Task instructions:
1 – In the post on Reds breeding again, why did the poster give the tank a thorough cleaning and water change on Monday? Answer in one to three sentences.
2 – Please extend the post on Reds breeding again past its final line.

— START Text excerpt —

# Reds breeding again!



## Piraya33 (May 26, 2005)

Well, I noticed that my Red's tank was getting a little dirty so I did a really good cleaning and water change on Monday. Tuesday night they were already messing around with each other and digging in the gravel. I am at work now and my fiance just called me and said that I am gonna be a daddy to more P's soon because there are eggs in the tank again!







This is the third time in the last month and a half.

The first batch that they laid are doing really good right now. They are almost big enough to sell. The second batch didn't do so well and right now there are only 2 left. Hopefully I can get a lot of this third batch to survive.

Does anyone else's Red bury the eggs in the gravel after a few days? Mine digs the nest, lays the eggs, and then a couple days later she covers the nest up with gravel. Is this a normal habit?

Thanks!

— END Text excerpt —
— START Extracted material —

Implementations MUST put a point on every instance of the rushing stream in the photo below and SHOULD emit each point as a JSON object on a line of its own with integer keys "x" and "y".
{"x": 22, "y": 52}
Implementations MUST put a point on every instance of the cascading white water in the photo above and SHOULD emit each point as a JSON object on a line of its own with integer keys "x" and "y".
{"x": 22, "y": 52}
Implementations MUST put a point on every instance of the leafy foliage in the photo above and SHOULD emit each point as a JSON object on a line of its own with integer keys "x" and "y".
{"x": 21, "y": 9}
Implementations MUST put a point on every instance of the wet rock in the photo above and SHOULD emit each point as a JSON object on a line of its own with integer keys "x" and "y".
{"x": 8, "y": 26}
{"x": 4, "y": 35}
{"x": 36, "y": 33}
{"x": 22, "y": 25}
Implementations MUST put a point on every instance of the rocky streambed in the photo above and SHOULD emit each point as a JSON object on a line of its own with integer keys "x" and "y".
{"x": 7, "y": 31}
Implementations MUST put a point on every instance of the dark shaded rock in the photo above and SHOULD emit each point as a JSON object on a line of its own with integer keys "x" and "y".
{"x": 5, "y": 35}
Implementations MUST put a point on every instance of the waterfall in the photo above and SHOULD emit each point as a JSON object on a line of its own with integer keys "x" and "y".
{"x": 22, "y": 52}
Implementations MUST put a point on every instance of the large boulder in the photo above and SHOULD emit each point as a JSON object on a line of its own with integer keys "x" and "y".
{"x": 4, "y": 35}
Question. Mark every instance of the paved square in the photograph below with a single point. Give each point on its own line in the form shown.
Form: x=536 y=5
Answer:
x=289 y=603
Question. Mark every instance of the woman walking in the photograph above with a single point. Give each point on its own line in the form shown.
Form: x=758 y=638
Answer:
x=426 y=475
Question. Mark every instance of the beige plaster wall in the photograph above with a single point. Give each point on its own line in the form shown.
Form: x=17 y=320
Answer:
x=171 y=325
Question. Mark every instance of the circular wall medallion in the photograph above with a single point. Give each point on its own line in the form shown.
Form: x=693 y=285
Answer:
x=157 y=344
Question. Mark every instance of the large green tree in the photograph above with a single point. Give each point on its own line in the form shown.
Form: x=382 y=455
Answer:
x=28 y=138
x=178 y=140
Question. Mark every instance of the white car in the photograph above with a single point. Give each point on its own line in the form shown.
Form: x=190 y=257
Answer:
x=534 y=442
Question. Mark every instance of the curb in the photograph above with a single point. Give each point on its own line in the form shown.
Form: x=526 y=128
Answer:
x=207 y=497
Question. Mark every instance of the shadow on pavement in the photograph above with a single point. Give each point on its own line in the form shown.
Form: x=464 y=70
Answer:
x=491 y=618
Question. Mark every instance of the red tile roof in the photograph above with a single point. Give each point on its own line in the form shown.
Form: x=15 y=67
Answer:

— END Extracted material —

Set of answers:
1 – The poster gave the tank a thorough cleaning and water change on Monday after noticing that the Reds' tank was getting a little dirty.

2 –
----------



## Piraya33 (May 26, 2005)

Sorry, double post. Could someone please remove one of these for me? Thanks!


----------



## jk3 (Aug 23, 2005)

cool congrats when my uncles rbp laid its eggs it berried the eggs in gravel 
so i guess its normal


----------



## mantis (May 16, 2003)

Nice! They often respond to water changes, you can train them if you like.









The eggs are super small, and theres alot of commotion around the nest, they bound to get scattered about.

any chance of some pics?


----------



## Slim (Jan 9, 2005)

Good stuff Piraya. Congrats on the new batch.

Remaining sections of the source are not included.